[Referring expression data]

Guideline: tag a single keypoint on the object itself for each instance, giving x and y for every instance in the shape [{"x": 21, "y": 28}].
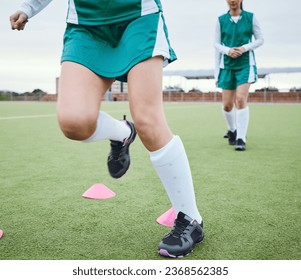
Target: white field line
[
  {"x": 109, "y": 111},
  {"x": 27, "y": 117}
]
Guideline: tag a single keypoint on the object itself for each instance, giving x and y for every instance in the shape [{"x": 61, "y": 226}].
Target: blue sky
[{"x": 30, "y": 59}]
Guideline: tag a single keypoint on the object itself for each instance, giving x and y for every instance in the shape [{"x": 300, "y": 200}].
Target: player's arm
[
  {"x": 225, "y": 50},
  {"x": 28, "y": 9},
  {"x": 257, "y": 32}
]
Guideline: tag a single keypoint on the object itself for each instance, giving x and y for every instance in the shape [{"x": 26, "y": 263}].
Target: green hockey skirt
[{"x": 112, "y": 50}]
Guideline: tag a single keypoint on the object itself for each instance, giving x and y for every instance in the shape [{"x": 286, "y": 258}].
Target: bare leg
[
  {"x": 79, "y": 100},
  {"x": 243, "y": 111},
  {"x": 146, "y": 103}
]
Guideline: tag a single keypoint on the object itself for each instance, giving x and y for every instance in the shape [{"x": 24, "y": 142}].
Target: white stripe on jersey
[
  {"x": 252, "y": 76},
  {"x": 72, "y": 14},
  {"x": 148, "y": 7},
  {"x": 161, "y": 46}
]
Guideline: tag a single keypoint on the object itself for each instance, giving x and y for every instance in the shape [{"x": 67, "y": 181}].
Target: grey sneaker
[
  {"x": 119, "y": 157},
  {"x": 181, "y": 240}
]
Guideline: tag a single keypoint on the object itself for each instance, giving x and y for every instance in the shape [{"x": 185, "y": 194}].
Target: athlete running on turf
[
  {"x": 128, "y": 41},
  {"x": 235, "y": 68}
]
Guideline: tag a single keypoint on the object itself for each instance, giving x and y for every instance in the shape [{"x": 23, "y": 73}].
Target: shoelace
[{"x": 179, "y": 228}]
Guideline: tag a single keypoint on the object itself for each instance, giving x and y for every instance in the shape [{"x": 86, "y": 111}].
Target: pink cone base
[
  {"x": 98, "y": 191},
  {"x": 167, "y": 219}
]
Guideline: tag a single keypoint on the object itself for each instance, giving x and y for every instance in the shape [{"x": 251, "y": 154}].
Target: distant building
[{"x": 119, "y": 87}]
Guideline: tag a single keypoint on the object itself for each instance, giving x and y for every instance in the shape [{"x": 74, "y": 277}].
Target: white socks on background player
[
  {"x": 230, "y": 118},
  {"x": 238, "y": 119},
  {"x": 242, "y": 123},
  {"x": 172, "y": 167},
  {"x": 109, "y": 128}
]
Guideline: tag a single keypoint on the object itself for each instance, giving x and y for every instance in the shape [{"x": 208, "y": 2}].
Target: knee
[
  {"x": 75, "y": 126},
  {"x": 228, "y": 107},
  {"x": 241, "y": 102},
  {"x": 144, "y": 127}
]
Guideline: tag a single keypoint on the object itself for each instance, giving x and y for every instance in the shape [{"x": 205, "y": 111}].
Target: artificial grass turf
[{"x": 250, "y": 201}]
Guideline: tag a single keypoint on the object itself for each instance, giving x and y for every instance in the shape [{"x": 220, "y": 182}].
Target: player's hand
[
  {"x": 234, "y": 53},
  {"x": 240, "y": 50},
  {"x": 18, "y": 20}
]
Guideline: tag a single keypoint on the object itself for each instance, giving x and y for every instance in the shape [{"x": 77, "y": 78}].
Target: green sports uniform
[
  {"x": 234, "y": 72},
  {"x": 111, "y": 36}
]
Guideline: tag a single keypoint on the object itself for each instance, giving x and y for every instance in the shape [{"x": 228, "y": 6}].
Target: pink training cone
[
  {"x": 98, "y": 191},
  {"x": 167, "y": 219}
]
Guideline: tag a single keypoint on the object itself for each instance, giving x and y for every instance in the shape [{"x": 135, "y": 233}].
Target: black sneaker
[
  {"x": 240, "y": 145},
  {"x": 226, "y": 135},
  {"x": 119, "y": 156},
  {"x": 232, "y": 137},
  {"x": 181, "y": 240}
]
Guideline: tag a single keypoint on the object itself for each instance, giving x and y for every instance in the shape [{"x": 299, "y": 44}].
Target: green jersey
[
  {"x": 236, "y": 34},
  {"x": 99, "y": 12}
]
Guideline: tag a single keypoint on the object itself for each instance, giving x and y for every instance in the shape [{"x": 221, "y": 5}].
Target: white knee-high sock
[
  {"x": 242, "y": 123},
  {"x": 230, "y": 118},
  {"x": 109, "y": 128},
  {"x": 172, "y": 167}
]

> Instructions to follow:
None of the pictures should be copied, but every record above must be returned exactly.

> Finished task:
Guideline: tag a single keypoint on the object itself for each instance, giving x and y for every instance in the shape [{"x": 21, "y": 28}].
Target: white field line
[
  {"x": 109, "y": 111},
  {"x": 27, "y": 117}
]
Guideline: tag a single keypoint on the object itself for each instance, giving x and y for every instance in the shape [{"x": 61, "y": 226}].
Target: blue sky
[{"x": 30, "y": 59}]
Guideline: tag a single keypoint on the object itself for each instance, giving x and y for every instance in the shape [{"x": 300, "y": 200}].
Target: player's arm
[
  {"x": 225, "y": 50},
  {"x": 28, "y": 9},
  {"x": 257, "y": 32}
]
Guideline: tag a single keypoint on the object itself for each instance, giving x and y for every instance in the shape [{"x": 26, "y": 263}].
Target: green hockey skirt
[{"x": 112, "y": 50}]
Guideline: tag a single keypoint on the object itself for each instance, giving x and y for every instance in the shape [{"x": 286, "y": 258}].
Target: bare leg
[
  {"x": 79, "y": 100},
  {"x": 243, "y": 111},
  {"x": 146, "y": 103}
]
Guideline: tag a single keypoint on the object itself for each instance, giving x and y for every instance in the shape [{"x": 24, "y": 142}].
Target: white stripe on jersey
[
  {"x": 252, "y": 76},
  {"x": 72, "y": 14},
  {"x": 148, "y": 7},
  {"x": 161, "y": 46}
]
Guideline: tag a single keypoint on the object itself for each instance, giving x and y for every instance in the shape [{"x": 67, "y": 181}].
Target: grey sneaker
[
  {"x": 119, "y": 157},
  {"x": 181, "y": 240}
]
Guideline: tag a single keypoint on the object itself for each instance, giving x and y for every instance in the shape [{"x": 185, "y": 194}].
Target: athlete running on turf
[
  {"x": 128, "y": 41},
  {"x": 235, "y": 68}
]
Guideline: tag a single keypoint on the object itself for each instance, giving x and y for every instance in the shape [{"x": 23, "y": 73}].
Target: shoelace
[{"x": 179, "y": 228}]
Guideline: tag a single keypoint on the object itself for each instance, giving x and y for every instance in the shape [{"x": 86, "y": 111}].
Target: pink cone base
[
  {"x": 98, "y": 191},
  {"x": 167, "y": 219}
]
Guideline: tag a single keypoint on the object itself for each instance, giving x and y for every instance in the shape [{"x": 251, "y": 154}].
Target: distant building
[{"x": 119, "y": 87}]
Guideline: tag a single keypoint on the object itself for each instance, giving x and y for every instance in the shape [{"x": 74, "y": 277}].
Target: white socks on background player
[
  {"x": 230, "y": 118},
  {"x": 238, "y": 119},
  {"x": 242, "y": 123},
  {"x": 172, "y": 167},
  {"x": 109, "y": 128}
]
Guideline: tag a single keypoint on the object itself for each instance, giving x and y for every instance in the shape [{"x": 208, "y": 2}].
Target: knee
[
  {"x": 75, "y": 126},
  {"x": 228, "y": 107},
  {"x": 241, "y": 102},
  {"x": 144, "y": 127}
]
Guideline: tag a single keypoint on the object itself for each instance, giving x and y for every instance in the shape [{"x": 205, "y": 111}].
Target: artificial grass turf
[{"x": 250, "y": 201}]
Guideline: tag a single keypoint on the object itself for each instance, giving x and y for every instance in the shape [{"x": 220, "y": 182}].
Target: player's hand
[
  {"x": 234, "y": 53},
  {"x": 240, "y": 50},
  {"x": 18, "y": 20}
]
Guideline: tag a single keypoint on the object itself for each instance, giving x and y for every instance in the shape [{"x": 77, "y": 78}].
Target: green sports uniform
[
  {"x": 234, "y": 72},
  {"x": 111, "y": 36}
]
Guideline: tag a single keypoint on the object itself for each instance, giving x and y for every instance in the shape [{"x": 228, "y": 6}].
Target: pink training cone
[
  {"x": 98, "y": 191},
  {"x": 167, "y": 219}
]
Guideline: tag a single keypoint on the object itself for each instance, giving x and y for every instance in the shape [{"x": 135, "y": 233}].
Target: black sneaker
[
  {"x": 240, "y": 145},
  {"x": 226, "y": 135},
  {"x": 119, "y": 156},
  {"x": 232, "y": 137},
  {"x": 181, "y": 240}
]
Guideline: tag a single keypoint on the object itself for each instance, giving x and y for every instance in the shape [{"x": 299, "y": 44}].
Target: green jersey
[
  {"x": 236, "y": 34},
  {"x": 99, "y": 12}
]
Guideline: tag a single keypoint on the object itself for each instance, giving x and y for every instance in the shape [{"x": 221, "y": 5}].
Target: white knee-high sock
[
  {"x": 242, "y": 123},
  {"x": 230, "y": 118},
  {"x": 109, "y": 128},
  {"x": 172, "y": 167}
]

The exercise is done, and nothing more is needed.